▶ [TEXTE FOURNI]:
========================================

Les Sons of Hagar, les Lionz of Da Dezert, Asadaullah Alshishani, Anas El Abboubi et quelques autres se sont eux-aussi fait connaître sur le net pour leurs textes islamistes.

Selon Hisham Aidi, professeur à l'université Columbia et auteur du livre Rebel Music: Race, Empire and the New Muslim Youth Culture, si le phénomène du rap djihadiste semble avoir pris de l'importance ces dernières années, il reste « dérisoire », à la fois dans le monde du hip-hop et chez les jeunes musulmans. « Il n'y pas de preuve formelle que le rap soit à l'origine de quelconque violence, ni qu'il ait été officiellement utilisé par l'EI ou al-Shabbaab pour recruter en Occident, explique-t-il. Aujourd'hui, les politiciens occidentaux font ce rapprochement entre hip-hop et extrémisme pour ne pas parler de leur propre responsabilité dans ce même extrémisme. Avant, il définissait le rap par la violence, le matérialisme, la misogynie et la mauvaise éducation – ils n'ont fait que rajouter le terrorisme et le djihadisme à la liste. Certains jeunes occidentaux démunis considèrent malheureusement l'EI comme un moyen de combattre l'impérialisme occidental et la dictature de Bachar el-Assad, mais le rap n'a initialement rien à voir avec ça. »

Dans son essai, Aidi ajoute aussi que, afin de luter contre l'islam radical, les autorités occidentales ont tenté de faire la promotion d'un « islam modéré ». « Le gouvernement américain s'est par exemple rapproché de mouvements soufis comme Gülen, en Turquie, et a fait la promotion d'artistes modérés au détriment de d'autres considérés comme plus radicaux, explique-t-il. La même chose se voit en France, où le milieu culturel préférera toujours un artiste soufi comme Abd al Malik à un autre plus à gauche comme Médine. Étant donné l'opposition des salafistes à la musique, ce médium est devenu un moyen de faire la distinction entre musulmans "modérés" et musulmans "radicaux". Les autorités américaines ont aussi estimé que la musique avait le pouvoir de "déradicaliser" les jeunes musulmans "à risque". C'est pourquoi, en 2005, le département d'État a commencé à envoyer des "hip-hop ambassadors" en Afrique, en Asie et au Moyen-Orient. »

========================================

▶ [DONNÉES AFFICHÉES]:

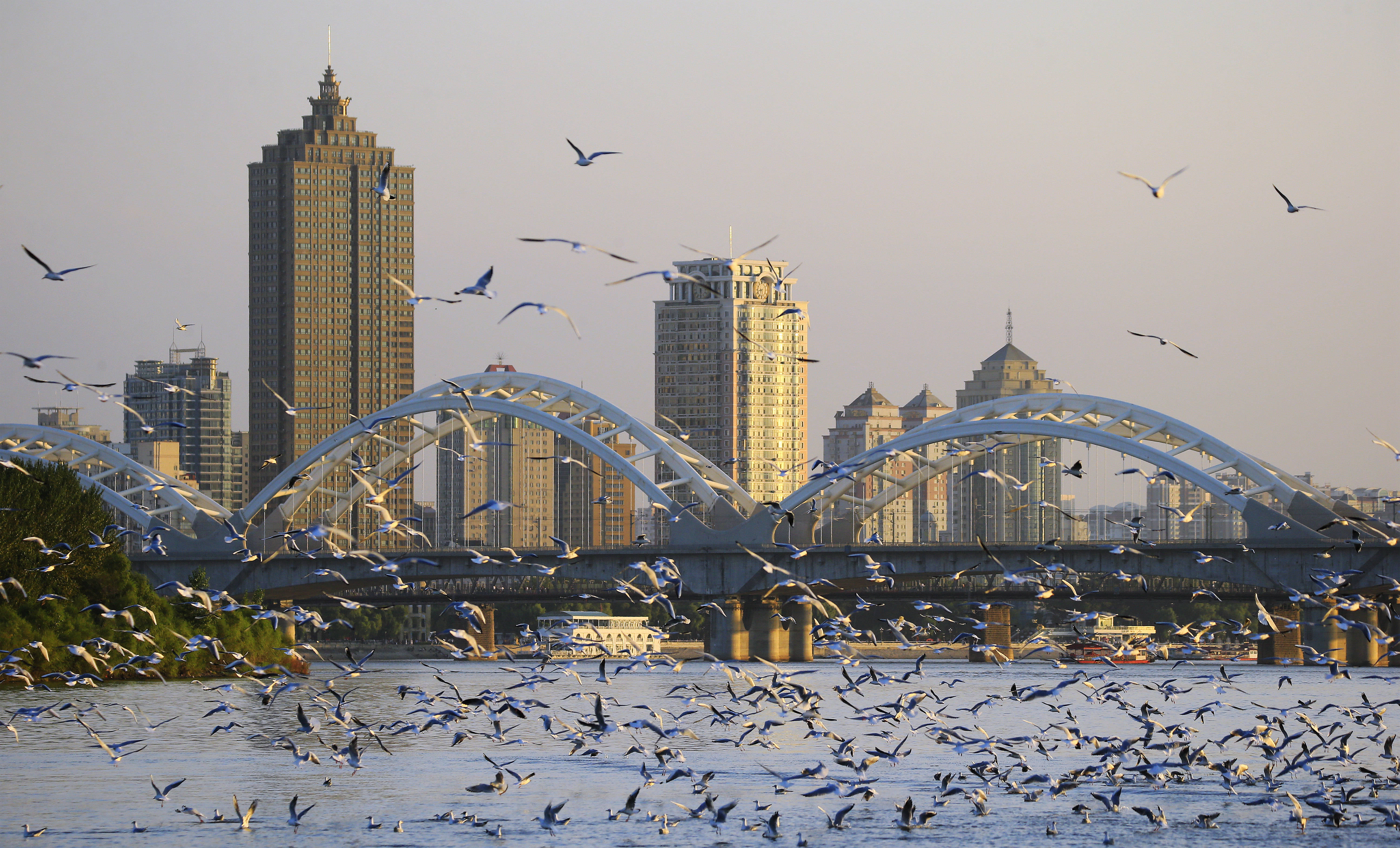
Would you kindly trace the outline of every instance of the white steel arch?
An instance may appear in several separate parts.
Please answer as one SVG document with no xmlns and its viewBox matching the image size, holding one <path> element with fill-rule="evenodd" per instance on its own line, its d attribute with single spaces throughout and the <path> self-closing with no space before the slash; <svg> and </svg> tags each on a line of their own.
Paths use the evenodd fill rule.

========================================

▶ [EXERCICES]:
- a) Recopiez le passage du texte sur le rap djihadiste compris entre « Les Sons of » et « leurs textes islamistes. », bornes incluses.
- b) D'après le texte sur le rap djihadiste, quels noms sont cités comme s'étant fait connaître sur le net pour leurs textes islamistes ? Donnez-les tous.

▶ [LISTE DES RÉPONSES]:
- a)
Les Sons of Hagar, les Lionz of Da Dezert, Asadaullah Alshishani, Anas El Abboubi et quelques autres se sont eux-aussi fait connaître sur le net pour leurs textes islamistes.

- b)
- Les Sons of Hagar
- Les Lionz of Da Dezert
- Asadaullah Alshishani
- Anas El Abboubi